Short task ->
Carry the forum thread on the State Farm Kaggle competition forward from its final line.

Extract provided ->
────
Statefarm kaggle comp

Philipp · March 24, 2017, 7:45am

I tried the opposite of pseudolabelling, I kicked out all training data that ‘confused’ the network. I thought that means pictures that are a) mislabelled or b) weird in another way (for example: a picture of a guy labelled as ‘driving normally’ who has his hand next to his head to adjust his glasses looks a lot like he’s on the phone).

I predicted classes for all training pictures and removed those where the highest class ‘probability’ was below 0.9, that removes about 8% of training pictures. I then trained the same model from scratch after restarting the kernel.

I get a slighly better loss on the test set:

Before removing pictures:
Private score: 0.94359
Public score: 1.18213
After removing pictures:
Private score: 0.92506
Public score: 1.11814

Is this difference small enough to be due to random initialization of weights? Is it normal to test your training set to remove noise?

I put the notebook here: https://github.com/philippbayer/cats_dogs_redux/blob/master/Statefarm.ipynb

jeremy · March 24, 2017, 4:31pm

@Philipp - I like the way you’re thinking about this. The good news is that there’s a terrific paper that talks about how to deal with just that issue: http://arxiv.org/abs/1412.6596 . The ‘soft loss’ they discuss is similar to your idea - but it’s done in a more dynamic way during training.

justinho · April 18, 2017, 3:07am

Does the dense layer output dimension affects the result?

Hi guys, I’m working on statefarm using the vgg16 conv_model to precompute the conv_feature, and then define the bn_model just like jeremy’s noteboook.
────
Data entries
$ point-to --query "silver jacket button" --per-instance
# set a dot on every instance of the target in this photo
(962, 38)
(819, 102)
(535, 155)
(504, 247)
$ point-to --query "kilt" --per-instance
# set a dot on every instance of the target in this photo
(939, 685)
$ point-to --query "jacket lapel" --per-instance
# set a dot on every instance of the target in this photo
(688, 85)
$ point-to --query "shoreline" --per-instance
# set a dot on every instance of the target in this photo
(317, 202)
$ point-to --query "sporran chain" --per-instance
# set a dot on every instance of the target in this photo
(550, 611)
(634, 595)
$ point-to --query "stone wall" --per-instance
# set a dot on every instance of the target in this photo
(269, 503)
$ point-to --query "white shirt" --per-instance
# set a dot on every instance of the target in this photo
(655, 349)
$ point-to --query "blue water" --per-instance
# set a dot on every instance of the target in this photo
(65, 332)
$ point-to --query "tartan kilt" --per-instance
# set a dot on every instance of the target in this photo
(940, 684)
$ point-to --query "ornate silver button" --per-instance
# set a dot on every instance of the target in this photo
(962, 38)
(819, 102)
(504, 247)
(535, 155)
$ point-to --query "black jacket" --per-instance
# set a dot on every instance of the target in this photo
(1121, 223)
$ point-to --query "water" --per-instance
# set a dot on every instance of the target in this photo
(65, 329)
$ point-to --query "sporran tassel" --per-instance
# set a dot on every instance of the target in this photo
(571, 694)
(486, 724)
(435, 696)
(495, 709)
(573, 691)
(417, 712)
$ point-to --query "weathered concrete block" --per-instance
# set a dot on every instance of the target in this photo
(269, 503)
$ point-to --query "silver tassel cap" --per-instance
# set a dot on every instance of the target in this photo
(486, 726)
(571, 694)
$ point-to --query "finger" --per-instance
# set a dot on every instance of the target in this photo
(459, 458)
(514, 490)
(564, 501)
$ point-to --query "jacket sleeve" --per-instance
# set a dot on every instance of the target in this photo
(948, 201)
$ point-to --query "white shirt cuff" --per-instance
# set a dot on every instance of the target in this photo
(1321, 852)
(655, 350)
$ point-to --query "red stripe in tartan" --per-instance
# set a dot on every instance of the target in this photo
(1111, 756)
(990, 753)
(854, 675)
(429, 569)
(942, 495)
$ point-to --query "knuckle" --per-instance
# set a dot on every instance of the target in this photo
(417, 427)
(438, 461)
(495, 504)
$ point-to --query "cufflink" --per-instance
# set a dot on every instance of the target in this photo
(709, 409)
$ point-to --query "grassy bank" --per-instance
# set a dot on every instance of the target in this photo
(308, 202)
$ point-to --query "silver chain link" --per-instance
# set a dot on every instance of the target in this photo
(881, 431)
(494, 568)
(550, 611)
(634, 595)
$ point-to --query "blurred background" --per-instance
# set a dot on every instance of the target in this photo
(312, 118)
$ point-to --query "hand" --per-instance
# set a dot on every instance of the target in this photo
────
Response to this exercise ->
When I first run the cell, the result is terrible, the val acc is always less then 9%, but when I change the dense layer output dimension form 128 to 100, the val acc suddenly pop to 14%, does the dense layer output dimension affcects the result? If yes, how it affects the result?

Btw, I used the same architecture, with p=0.5, dense(100), lr=1e-6, after running 72 epoch, I got this follow result:

How’s that look like? I think it’s overfitting right? I’m working on the data augmentation, let me see if it can help.

Edit1:
I used the data augmentation, but I can only add the aug data that 3 times larger than training set. @jeremy said not to concatenate the aug data to the conv_feature directly , otherwise it will raise memory error, and he’ll introduce new method to concatenate the data. But I can’t find this method…

Anyway, after I tripled the data, I set the dropout param to 0.8 and run 4 ecophs, I got this result:

Edit2:
I submit the result to kaggle, what ??? Kaggle loss is different from my val_loss ? Any suggestions ?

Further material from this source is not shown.